**** RECORDS FOR THE TASK ****
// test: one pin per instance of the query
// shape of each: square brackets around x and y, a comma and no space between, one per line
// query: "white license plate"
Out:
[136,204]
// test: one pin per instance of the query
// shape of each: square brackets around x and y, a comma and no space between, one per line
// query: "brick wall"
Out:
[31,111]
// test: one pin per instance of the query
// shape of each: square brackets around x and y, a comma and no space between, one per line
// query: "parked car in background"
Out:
****
◆ TASK ITEM ◆
Down to the last character, restate every record.

◆ RESULT OF THIS EXERCISE ◆
// test: one pin per instance of the query
// shape of each: square brackets around x and y, a comma and no space between, one per line
// query: "white license plate"
Out:
[136,204]
// test: one pin per instance of the query
// shape of each: square brackets around x and y, a comma and no space between, one per line
// query: "brick wall"
Out:
[31,111]
// test: one pin per instance of the query
// shape of each: square brackets around x and y, a comma and no space between, one per line
// query: "parked car in background"
Out:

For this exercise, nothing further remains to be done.